==== SUPPLIED TEXT
IB strength (MPa) =F_max/(ab)

(8)

where F_max is the breaking load (N), and a and b are the width (mm) and length (mm) of the test pieces, respectively.

2.2.7. Finite Element Analysis

Geometries of finite element (FE) models were identical to the samples manufactured for three-point bending tests and solved as a 3D problem; thus, full models were considered. Specifically, the beam´s part was 300 mm in length, 36 mm in width with a thickness of 18 mm, and the cylindrical pins‘ parts were 36 mm long with a diameter of 30 mm and placed 26 mm from both ends on a lower side of the beam part and in the middle of the beam´s span on an upper side of the beam part. The beam part was created as a deformable body and pins as discrete rigid bodies. The boundary conditions (BCs) and load were applied to the reference points (RP) created on pins’ circular areas. Six degrees of freedom (df) were fixed in both bottom pins´ reference points for applying BCs and five df were set on the upper pin RP that also serves for applying a load. Namely, the following BCs were assigned: all six df are fastened, thus 1, 2, 3, 4, 5, 6 = 0 for pins at the ends on the lower side of the beam part; for the pin in the middle of the span on the upper side of the beam part movement in the z-axis direction was enabled, only five df are fastened allowing movement in direction 3, thus 1, 2, 4, 5, 6 = 0. The global coordinate system and df notations and plus directions are shown in Figure 1. The load applied to the beam was a concentrated nodal force of value 1200 N, thus, larger than a mean value of the breaking load F_max measured in the experiment (Figure 1).

3D rigid elements R3D4 (4-node bilinear quadrilateral) and R3D3 (3-node triangular facet) were assigned to mesh pins. To create a mesh for the beam, C3D8R (8-node linear brick) solid elements with reduced integration were defined.

Normal hard-contact, frictionless tangential behavior, and a general standard surface-to-surface contact, were prescribed to characterize the interaction between pin parts and the beam part. The mechanical properties of the elastic–plastic isotropic material of the studied MDFs had been taken from the experimental data considering the RH of 65% for the standard board perpendicular to bending: thus. Young´s modulus of 2574 MPa, Poisson´s ratio 0.25, and density of 746.2 kg/m³.
========
▸ PROMPT 1
In the listing, starting at its first line and ending at the line containing "rough mask: <svg", change "negative clicks" to "excluded clicks" and leave everything else as it is. Omit the pictures from your answer.
The text and the listing were taken from unrelated sources.
==== RECORDS SHOWN
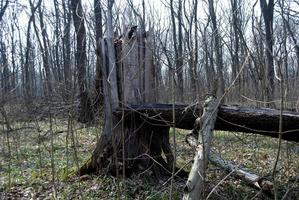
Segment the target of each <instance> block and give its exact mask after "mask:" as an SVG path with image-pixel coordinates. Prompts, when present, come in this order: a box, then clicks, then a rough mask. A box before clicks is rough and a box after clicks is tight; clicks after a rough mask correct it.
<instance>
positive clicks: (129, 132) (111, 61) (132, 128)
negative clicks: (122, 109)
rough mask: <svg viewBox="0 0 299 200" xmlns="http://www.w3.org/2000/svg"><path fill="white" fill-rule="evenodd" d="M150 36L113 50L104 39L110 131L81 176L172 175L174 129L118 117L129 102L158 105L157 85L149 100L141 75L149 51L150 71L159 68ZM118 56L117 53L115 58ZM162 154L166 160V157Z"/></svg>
mask: <svg viewBox="0 0 299 200" xmlns="http://www.w3.org/2000/svg"><path fill="white" fill-rule="evenodd" d="M150 35H151V33H146V34H144V33H143V32H140V31H138V30H135V31H134V32H133V33H132V35H130V36H131V37H130V38H129V35H124V36H123V38H122V39H121V40H118V41H116V43H115V44H114V46H112V47H113V50H111V49H109V48H110V46H109V45H108V42H112V40H110V41H108V39H109V38H107V39H106V38H105V39H103V40H102V42H101V44H102V55H103V58H104V59H103V61H104V62H103V66H104V67H103V89H104V94H105V95H104V105H105V121H104V130H103V133H102V135H101V138H100V140H99V141H98V143H97V145H96V149H95V150H94V152H93V154H92V157H91V159H90V160H89V161H88V162H87V163H86V164H85V165H84V166H82V168H81V169H80V171H79V174H81V175H82V174H85V173H91V172H99V173H110V174H113V175H116V176H118V175H120V174H122V175H126V176H130V175H131V174H132V173H134V174H138V173H142V174H143V173H145V174H148V175H149V174H152V175H153V176H154V177H156V178H158V179H159V178H161V177H163V176H170V175H171V171H172V170H171V169H172V166H173V161H174V158H173V154H172V151H171V147H170V144H169V126H163V125H162V126H159V125H158V126H155V125H152V124H148V123H146V119H144V118H142V117H140V116H139V115H138V114H132V115H130V116H129V117H128V118H126V117H124V116H123V115H122V114H121V115H115V114H114V112H115V111H116V109H117V108H119V107H120V108H122V107H123V106H125V105H126V104H128V103H145V102H151V101H153V100H154V99H153V97H154V95H153V88H154V85H153V82H152V84H148V85H147V86H146V87H147V89H146V91H147V92H149V93H148V94H145V95H144V94H142V91H144V85H143V84H142V83H143V82H144V80H142V79H143V77H144V75H143V74H141V76H139V74H140V71H139V70H142V69H140V68H139V66H140V65H139V63H140V62H142V63H143V62H144V61H142V60H140V59H139V58H140V57H139V55H140V53H142V52H143V48H145V56H144V57H143V58H144V59H146V61H145V62H144V65H145V66H144V68H145V69H147V68H150V67H153V66H152V59H153V58H152V53H151V51H152V50H151V46H152V44H151V42H152V40H151V38H150ZM148 36H149V38H148ZM141 39H142V40H144V41H142V40H141ZM143 44H144V45H145V46H144V47H142V45H143ZM114 51H115V54H114V53H113V54H111V52H114ZM115 55H116V57H114V56H115ZM149 70H150V69H149ZM143 73H144V72H143ZM118 74H120V75H121V77H120V78H117V75H118ZM145 76H152V77H148V78H147V80H149V79H151V80H153V73H148V74H145ZM144 97H146V98H144ZM119 99H121V101H120V100H119ZM162 152H163V153H164V155H165V156H166V160H165V159H164V158H163V157H162ZM145 174H143V176H144V175H145ZM181 174H183V172H182V173H181Z"/></svg>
========
▸ PROMPT 2
In the finite element analysis text, what value was the concentrated nodal force applied to the beam?

▸ PROBLEM SOLUTION 1
Segment the target of each <instance> block and give its exact mask after "mask:" as an SVG path with image-pixel coordinates. Prompts, when present, come in this order: a box, then clicks, then a rough mask. A box before clicks is rough and a box after clicks is tight; clicks after a rough mask correct it.
<instance>
positive clicks: (129, 132) (111, 61) (132, 128)
excluded clicks: (122, 109)
rough mask: <svg viewBox="0 0 299 200" xmlns="http://www.w3.org/2000/svg"><path fill="white" fill-rule="evenodd" d="M150 36L113 50L104 39L110 131L81 176L172 175L174 129L118 117L129 102L158 105L157 85L149 100L141 75L149 51L150 71L159 68ZM118 56L117 53L115 58ZM162 154L166 160V157Z"/></svg>

▸ PROBLEM SOLUTION 2
1200 N